▶ **PROBLEM**
In the comment thread below, reproduce word for word the part that opens with the words containing "And in our day" and closes with "multiprocessing (multiple cores).".

— START EXCERPTED PASSAGE —

New Warhorn Media post by Tim Bayly:
New Warhorn Media post by Tim Bayly:
Pastor @tbbayly thank you for this article. Truly helpful. Actually the timing could not have been more perfect.
…the captain is always demonstrating the quality of his leadership by whether he honors and responds with equanimity to subordinates’ appeal of his decisions…Captains who are insecure in their authority respond in a brittle way to subordinates who approach them prefacing their second-guessing with some sort of respectful verbal deference…Such captains see authority and submission in black and white and shut down their subordinate’s helpfulness.
Thanks for this, Tim. The ability to respond with equanimity to subordinates’ appeals of my decisions is something I’m bad at and am working on. By God’s grace it can be and is being developed. An analog signal in a digital mind…
This is something you should make more of. “The heresies that men leave are hated most” (John Donne, via C.S. Lewis).
And in our day the distinction must be made between a reformed feminist and a Reformed Feminist.
I am a coder. It is part of my work. Whenever you hear that from an IT person or a programmer or coder, it is pride. There is almost always ambiguity. Hard “guarantees” or “proofs” are close to impossible if the code should do anything useful. This is mostly introduced by side-effects from lower layers, like the operating system, processor or peripherals. Notice that I haven’t mentioned networking yet. Or cryptography. Or symmetric multiprocessing (multiple cores).
I want to confirm your point, even the technical world isn’t what coders say it is.
Next time a coder tells you that just tell them this: God made the best code (the world was created and is sustained by his Word being executed). Sin corrupted it. Imagine your code being changed at runtime at random points in random ways. That’s not even ambiguity, it’s chaos.
This reminded me of movies that portray the same situation, like “Hunt for Red October” and “Crimson Tide”. I think that they teach valuable lessons in leadership even in the side characters like Scott Glenn in Red October.
When I was in college studying computer science, part of the reason is because computers seemed much more predictable than people to me. When I realized how insane computers were I decided I might as well work with people.
It’s ironic that a woman so concerned with submission and headship would take it upon herself to rebuke the pastor. At least she could have pushed her husband to talk to you instead.
Our church faced a similar situation some years back when a woman constantly pushed from behind the scenes to have our pastor and the woman’s Bible study teach that women should never do any work outside the home except out of dire financial necessity. Despite all her professed commitments to biblical submission, I suppose you won’t be surprised to hear that this woman wore the pants at home. Our pastor pointed this out to her, but it fell on deaf ears.
“Every truth is accompanied by two equal and opposite errors”.
Captains who are insecure in their authority respond in a brittle way to subordinates who approach them prefacing their second-guessing with some sort of respectful verbal deference such as “permission to speak freely, sir?”

— END EXCERPTED PASSAGE —
— START GIVEN DATA —

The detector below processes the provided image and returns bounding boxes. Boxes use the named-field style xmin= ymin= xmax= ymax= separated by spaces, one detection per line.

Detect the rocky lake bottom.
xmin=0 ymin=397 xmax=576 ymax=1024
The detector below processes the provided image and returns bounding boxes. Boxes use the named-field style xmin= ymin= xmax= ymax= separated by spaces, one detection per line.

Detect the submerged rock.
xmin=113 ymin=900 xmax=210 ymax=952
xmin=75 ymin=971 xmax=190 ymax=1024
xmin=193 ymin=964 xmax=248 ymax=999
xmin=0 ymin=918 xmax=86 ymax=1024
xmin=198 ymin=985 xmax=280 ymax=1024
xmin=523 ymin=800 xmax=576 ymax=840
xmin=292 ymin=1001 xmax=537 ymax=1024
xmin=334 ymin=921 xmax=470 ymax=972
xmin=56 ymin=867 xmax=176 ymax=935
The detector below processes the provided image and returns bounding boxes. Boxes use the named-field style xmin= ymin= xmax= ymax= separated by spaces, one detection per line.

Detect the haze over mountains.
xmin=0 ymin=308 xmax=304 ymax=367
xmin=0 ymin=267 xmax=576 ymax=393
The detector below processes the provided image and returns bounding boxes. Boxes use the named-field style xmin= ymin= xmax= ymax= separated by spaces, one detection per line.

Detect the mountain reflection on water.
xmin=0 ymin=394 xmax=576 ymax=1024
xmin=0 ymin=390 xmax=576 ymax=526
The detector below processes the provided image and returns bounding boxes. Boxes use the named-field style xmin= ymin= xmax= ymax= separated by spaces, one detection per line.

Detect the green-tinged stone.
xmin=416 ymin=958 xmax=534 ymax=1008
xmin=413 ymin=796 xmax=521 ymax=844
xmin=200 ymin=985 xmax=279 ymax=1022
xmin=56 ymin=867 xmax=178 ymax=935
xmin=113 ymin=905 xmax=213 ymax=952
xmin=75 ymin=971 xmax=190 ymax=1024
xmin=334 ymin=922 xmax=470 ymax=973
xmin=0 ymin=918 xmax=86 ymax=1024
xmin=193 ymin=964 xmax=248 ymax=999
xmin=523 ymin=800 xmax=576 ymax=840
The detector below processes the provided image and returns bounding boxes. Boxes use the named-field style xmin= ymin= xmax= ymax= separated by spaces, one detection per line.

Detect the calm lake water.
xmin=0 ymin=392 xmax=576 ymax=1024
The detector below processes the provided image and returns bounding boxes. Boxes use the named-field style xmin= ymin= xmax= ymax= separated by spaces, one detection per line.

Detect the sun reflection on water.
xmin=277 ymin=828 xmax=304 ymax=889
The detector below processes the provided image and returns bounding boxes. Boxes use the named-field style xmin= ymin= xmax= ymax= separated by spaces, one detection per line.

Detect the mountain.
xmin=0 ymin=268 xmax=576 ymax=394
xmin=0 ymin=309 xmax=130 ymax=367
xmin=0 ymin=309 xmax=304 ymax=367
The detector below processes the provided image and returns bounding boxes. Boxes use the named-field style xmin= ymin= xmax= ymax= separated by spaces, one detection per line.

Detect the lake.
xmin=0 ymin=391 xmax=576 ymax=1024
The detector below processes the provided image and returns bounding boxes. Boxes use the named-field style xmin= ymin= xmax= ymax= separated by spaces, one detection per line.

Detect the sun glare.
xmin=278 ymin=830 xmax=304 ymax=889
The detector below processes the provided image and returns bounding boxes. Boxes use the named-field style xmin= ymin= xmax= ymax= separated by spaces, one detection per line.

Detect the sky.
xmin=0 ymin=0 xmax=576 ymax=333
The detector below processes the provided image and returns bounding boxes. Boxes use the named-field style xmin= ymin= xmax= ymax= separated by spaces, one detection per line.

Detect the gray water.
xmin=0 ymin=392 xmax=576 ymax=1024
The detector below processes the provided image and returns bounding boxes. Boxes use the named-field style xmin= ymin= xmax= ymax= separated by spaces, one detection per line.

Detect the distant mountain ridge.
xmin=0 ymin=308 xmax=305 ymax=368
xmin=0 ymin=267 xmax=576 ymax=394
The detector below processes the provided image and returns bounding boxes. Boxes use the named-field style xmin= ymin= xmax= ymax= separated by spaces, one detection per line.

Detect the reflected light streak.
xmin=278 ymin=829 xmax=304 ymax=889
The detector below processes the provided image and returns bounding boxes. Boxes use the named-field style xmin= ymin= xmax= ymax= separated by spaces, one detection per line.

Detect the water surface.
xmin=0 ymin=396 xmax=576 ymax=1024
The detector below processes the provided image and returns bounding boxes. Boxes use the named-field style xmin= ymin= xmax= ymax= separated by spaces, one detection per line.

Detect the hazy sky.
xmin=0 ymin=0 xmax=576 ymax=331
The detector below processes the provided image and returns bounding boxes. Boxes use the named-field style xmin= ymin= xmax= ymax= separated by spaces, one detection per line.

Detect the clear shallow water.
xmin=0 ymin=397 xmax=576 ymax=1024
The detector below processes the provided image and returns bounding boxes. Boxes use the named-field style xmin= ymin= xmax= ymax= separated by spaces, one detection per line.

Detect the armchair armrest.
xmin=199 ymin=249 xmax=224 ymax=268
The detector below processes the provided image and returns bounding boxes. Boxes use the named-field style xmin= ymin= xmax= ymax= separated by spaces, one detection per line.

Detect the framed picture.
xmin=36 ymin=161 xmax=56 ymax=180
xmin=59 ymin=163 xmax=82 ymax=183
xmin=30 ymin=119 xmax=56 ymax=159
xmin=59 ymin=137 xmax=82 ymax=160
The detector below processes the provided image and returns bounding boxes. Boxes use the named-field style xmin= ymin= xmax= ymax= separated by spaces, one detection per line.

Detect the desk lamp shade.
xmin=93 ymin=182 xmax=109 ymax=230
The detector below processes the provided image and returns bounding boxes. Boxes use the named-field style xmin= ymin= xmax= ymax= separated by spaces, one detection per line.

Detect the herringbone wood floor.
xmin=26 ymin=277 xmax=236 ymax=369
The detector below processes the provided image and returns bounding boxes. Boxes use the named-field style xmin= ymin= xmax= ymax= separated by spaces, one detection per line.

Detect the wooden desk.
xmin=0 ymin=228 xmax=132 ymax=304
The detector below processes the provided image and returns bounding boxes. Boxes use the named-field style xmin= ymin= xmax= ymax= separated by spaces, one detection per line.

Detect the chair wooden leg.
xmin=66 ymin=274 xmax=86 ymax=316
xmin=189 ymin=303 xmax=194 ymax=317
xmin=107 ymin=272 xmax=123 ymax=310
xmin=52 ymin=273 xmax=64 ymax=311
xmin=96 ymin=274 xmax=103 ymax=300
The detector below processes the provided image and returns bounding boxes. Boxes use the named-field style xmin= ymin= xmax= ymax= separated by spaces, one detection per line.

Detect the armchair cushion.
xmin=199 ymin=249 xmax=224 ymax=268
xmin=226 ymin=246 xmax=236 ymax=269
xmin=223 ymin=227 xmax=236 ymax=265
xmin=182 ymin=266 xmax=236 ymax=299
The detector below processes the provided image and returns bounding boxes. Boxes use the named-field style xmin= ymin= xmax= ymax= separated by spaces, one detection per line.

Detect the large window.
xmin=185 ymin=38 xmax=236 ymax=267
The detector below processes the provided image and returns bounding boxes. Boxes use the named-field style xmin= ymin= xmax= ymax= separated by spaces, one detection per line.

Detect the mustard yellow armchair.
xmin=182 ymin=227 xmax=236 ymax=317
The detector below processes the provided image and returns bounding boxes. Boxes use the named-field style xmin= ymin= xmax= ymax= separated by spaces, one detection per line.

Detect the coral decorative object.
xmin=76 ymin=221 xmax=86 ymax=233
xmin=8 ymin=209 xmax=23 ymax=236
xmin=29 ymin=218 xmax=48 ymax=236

— END GIVEN DATA —

▶ **WRITTEN REPLY**
And in our day the distinction must be made between a reformed feminist and a Reformed Feminist.
I am a coder. It is part of my work. Whenever you hear that from an IT person or a programmer or coder, it is pride. There is almost always ambiguity. Hard “guarantees” or “proofs” are close to impossible if the code should do anything useful. This is mostly introduced by side-effects from lower layers, like the operating system, processor or peripherals. Notice that I haven’t mentioned networking yet. Or cryptography. Or symmetric multiprocessing (multiple cores).